| WHAT YOU HAVE TO DO |
Go through the data below and gather each line containing "image".

=== Begin Enclosure ===

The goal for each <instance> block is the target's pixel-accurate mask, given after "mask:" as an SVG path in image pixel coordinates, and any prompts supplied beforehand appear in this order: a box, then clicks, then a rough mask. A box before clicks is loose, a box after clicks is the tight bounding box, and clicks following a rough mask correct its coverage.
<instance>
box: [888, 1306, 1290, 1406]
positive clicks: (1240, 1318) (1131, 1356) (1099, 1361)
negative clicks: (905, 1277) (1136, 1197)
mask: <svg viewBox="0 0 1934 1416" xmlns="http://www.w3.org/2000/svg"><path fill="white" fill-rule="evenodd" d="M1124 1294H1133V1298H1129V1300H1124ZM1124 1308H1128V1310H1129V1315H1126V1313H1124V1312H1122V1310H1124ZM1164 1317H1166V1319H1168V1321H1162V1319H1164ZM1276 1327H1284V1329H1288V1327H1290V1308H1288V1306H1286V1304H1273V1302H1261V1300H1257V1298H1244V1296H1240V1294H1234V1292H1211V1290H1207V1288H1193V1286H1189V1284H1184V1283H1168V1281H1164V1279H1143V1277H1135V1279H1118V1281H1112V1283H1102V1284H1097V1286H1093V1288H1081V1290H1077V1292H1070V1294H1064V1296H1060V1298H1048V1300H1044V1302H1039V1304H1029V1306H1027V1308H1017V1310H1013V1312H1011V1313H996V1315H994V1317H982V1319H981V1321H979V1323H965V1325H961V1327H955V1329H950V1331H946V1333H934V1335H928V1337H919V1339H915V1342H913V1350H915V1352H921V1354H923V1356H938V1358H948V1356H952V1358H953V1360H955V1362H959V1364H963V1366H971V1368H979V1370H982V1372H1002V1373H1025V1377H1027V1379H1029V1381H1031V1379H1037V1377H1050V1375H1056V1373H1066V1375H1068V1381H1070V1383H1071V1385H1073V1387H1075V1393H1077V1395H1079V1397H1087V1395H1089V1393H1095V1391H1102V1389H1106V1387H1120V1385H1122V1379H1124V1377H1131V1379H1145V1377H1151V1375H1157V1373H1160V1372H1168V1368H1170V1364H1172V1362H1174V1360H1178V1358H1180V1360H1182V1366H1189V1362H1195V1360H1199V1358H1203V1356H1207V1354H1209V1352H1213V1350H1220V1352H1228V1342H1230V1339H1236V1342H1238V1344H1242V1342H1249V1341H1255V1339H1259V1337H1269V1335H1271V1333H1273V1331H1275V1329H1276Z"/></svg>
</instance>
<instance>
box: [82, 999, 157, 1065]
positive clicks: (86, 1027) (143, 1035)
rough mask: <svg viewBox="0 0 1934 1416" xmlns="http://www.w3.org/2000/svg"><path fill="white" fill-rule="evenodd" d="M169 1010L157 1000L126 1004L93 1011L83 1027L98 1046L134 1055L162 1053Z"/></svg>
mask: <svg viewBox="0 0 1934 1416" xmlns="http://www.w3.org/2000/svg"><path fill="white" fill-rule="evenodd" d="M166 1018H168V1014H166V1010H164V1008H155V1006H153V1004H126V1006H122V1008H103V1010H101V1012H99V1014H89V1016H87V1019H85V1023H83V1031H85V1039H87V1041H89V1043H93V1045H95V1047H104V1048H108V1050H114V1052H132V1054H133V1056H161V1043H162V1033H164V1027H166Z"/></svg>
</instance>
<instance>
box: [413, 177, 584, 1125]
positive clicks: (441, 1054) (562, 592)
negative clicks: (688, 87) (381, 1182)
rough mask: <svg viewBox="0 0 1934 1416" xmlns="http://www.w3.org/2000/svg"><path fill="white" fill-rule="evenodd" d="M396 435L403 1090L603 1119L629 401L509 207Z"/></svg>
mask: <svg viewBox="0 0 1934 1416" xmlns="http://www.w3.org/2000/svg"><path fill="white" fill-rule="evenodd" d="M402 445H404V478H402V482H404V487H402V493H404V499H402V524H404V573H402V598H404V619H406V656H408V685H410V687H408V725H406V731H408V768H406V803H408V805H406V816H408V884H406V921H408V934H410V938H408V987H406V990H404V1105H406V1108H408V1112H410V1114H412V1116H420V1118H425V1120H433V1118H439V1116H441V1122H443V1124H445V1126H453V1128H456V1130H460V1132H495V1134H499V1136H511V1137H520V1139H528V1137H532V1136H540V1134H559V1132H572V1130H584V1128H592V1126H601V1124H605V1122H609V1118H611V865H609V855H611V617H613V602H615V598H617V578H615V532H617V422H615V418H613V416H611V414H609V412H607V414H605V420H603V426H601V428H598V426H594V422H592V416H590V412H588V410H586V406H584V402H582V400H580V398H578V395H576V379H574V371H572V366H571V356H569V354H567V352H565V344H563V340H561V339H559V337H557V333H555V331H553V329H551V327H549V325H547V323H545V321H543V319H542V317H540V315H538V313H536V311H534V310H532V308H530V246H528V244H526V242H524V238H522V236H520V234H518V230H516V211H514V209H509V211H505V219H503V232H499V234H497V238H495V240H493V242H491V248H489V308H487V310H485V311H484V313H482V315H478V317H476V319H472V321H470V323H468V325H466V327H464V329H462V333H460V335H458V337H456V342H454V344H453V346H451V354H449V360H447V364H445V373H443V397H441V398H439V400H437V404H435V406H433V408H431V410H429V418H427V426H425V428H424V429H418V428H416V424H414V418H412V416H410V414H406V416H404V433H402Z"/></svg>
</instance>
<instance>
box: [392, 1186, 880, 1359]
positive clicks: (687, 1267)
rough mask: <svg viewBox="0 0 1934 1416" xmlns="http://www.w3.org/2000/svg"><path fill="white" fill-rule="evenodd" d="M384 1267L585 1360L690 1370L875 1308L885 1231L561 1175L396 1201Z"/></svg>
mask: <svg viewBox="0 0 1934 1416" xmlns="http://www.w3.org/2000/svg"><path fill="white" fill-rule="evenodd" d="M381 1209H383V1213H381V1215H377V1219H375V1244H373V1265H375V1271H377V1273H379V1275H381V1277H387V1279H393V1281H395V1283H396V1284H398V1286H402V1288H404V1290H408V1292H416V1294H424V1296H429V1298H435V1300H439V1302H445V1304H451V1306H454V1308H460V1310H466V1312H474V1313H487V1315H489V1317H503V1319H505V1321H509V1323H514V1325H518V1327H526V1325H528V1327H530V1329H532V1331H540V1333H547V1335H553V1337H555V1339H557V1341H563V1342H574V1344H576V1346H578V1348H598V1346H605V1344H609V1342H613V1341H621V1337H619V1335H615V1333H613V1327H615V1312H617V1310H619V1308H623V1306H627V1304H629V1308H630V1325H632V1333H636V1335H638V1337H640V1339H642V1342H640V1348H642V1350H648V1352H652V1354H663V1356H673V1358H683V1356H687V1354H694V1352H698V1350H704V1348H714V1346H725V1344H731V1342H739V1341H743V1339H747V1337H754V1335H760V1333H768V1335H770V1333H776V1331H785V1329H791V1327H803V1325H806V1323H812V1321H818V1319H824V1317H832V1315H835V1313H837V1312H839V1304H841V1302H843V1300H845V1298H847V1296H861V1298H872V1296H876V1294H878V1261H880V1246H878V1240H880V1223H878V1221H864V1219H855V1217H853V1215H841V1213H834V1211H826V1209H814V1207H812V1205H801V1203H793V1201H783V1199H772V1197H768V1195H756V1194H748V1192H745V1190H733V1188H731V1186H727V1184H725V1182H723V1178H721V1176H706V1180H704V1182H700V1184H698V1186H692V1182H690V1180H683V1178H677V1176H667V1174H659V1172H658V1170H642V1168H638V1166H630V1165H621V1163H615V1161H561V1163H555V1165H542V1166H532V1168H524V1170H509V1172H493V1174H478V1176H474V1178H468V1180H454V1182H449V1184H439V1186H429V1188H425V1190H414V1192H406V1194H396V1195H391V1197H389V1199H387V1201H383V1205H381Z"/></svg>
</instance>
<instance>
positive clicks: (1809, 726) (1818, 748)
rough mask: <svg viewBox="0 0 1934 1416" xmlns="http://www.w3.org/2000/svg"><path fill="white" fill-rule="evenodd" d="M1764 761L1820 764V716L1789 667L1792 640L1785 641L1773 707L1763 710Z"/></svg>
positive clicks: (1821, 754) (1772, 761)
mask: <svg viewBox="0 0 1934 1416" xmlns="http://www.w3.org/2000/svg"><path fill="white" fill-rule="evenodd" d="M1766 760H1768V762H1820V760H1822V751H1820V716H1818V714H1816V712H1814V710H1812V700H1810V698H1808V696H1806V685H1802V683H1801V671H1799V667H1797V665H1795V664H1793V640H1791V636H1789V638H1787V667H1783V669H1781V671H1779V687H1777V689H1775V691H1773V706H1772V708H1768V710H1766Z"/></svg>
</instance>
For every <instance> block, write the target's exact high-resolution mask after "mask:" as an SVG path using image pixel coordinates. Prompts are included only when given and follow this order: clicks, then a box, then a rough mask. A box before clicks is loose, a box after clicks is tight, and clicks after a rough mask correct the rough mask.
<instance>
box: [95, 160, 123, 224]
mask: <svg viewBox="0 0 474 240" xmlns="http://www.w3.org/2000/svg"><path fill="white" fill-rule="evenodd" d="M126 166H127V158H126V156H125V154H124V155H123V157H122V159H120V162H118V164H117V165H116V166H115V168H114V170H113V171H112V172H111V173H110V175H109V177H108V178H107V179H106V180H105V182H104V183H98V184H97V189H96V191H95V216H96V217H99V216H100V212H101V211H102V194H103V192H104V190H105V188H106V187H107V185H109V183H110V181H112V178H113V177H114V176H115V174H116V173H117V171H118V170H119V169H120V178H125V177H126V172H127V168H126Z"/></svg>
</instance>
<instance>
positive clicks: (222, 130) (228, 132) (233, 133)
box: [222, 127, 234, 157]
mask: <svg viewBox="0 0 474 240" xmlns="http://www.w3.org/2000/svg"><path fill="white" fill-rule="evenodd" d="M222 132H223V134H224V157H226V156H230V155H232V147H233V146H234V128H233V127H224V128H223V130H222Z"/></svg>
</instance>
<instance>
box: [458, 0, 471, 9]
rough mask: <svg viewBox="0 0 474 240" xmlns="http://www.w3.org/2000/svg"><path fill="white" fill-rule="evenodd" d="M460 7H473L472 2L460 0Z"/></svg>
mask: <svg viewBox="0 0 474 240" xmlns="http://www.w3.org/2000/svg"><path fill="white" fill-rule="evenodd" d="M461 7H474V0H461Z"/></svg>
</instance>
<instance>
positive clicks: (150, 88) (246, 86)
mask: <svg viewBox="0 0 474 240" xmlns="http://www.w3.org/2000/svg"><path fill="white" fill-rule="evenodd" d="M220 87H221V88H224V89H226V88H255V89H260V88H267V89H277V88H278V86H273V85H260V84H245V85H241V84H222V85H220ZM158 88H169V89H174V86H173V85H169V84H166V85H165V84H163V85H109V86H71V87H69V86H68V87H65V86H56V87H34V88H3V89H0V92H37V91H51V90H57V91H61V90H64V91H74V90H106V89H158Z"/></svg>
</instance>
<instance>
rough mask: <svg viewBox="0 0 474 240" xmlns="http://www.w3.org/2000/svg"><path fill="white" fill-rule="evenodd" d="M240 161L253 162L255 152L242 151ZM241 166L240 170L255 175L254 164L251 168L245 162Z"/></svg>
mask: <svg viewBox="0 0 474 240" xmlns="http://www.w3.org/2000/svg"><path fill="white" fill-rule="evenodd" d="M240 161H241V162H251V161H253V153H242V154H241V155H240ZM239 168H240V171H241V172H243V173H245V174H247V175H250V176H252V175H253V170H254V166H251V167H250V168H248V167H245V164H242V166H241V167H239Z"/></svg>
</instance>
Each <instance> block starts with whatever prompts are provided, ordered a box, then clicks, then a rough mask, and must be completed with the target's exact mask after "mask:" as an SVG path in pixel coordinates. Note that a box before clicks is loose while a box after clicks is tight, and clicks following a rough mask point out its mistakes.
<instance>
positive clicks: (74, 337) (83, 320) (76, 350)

=== End Enclosure ===

| WRITTEN SOLUTION |
The goal for each <instance> block is the target's pixel-accurate mask, given after "mask:" as an SVG path in image pixel coordinates, and any prompts supplied beforehand appear in this order: a box, then clicks, then a rough mask. A box before clicks is loose, a box after clicks is the tight bounding box, and clicks following a rough mask correct its coverage.
For every <instance> block, write the target's exact high-resolution mask after "mask:" as an SVG path using image pixel coordinates. Prompts are included only when given and follow this order: clicks, then a box, then a rough mask. A box before clicks is loose, a box after clicks is tight, and clicks after a rough mask correct the rough mask.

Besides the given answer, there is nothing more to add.